What appears from the first line of the data below through the line containing "Please return the segmentation of every instance of the green", both included, should be copied exactly, and nothing else.

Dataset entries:
------------

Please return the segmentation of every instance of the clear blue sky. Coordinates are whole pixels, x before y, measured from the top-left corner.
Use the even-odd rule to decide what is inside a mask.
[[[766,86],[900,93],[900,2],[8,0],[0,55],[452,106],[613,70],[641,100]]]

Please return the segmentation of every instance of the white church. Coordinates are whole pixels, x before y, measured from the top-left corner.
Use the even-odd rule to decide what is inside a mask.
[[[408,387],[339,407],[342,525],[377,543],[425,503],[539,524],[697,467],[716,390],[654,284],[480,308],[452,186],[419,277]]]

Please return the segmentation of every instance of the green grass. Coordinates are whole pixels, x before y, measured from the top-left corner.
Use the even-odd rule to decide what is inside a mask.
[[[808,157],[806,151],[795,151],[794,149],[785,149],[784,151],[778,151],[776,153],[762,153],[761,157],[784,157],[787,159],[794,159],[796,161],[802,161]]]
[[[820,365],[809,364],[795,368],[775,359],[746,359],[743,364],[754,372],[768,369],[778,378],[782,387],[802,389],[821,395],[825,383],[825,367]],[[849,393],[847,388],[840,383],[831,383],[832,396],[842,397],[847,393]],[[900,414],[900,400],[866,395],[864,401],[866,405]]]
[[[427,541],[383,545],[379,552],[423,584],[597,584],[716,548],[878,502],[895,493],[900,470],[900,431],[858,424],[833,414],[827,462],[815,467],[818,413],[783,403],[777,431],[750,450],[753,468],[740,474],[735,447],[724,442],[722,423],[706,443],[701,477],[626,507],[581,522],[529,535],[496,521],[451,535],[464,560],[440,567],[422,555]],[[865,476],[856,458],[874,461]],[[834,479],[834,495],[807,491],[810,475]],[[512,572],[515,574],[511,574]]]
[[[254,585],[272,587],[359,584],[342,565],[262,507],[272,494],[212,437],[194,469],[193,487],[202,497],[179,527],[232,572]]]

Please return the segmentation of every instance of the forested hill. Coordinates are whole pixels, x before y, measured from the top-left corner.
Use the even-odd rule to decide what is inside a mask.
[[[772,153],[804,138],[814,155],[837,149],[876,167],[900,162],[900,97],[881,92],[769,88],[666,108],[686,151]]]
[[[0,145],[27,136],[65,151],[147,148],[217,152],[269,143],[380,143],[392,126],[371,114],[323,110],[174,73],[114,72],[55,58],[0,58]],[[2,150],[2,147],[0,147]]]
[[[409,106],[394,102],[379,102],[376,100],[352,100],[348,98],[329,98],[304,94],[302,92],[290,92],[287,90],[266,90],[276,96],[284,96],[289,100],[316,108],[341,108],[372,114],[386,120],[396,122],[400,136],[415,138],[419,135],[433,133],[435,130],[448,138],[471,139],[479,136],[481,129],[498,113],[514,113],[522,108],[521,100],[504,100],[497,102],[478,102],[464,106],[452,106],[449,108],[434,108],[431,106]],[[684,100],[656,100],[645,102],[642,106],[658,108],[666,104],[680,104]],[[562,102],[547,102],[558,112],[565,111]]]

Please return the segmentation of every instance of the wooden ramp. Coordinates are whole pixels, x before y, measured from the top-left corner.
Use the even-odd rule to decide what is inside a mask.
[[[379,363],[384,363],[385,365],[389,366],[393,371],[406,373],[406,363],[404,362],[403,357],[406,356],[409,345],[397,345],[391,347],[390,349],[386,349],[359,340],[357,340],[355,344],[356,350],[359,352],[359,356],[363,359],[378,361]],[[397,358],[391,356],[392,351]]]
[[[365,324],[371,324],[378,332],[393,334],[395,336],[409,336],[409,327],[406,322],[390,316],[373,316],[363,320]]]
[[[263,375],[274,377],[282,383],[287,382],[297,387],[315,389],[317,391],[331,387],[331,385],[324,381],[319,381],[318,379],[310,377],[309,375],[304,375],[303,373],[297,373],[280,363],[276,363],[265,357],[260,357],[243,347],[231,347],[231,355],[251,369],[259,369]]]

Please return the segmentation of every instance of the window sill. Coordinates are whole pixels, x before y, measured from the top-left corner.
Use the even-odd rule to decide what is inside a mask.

------------

▸ **EXERCISE RESPONSE**:
Please return the segmentation of every instance of the clear blue sky. Coordinates are whole pixels, x before y, measured from the top-left corner.
Use the even-odd rule to decide what is inside a mask.
[[[766,86],[900,93],[900,2],[8,0],[0,55],[452,106],[613,70],[641,100]]]

Please return the segmentation of every instance of the white church. Coordinates are whole pixels, x before y, measured from the top-left corner.
Use the even-odd rule to decide what is inside a mask.
[[[408,387],[339,407],[342,525],[377,543],[425,503],[539,524],[697,467],[716,390],[654,284],[480,308],[452,186],[419,277]]]

Please return the segmentation of every instance of the green grass. Coordinates are whole pixels, x before y, measured from the top-left corner.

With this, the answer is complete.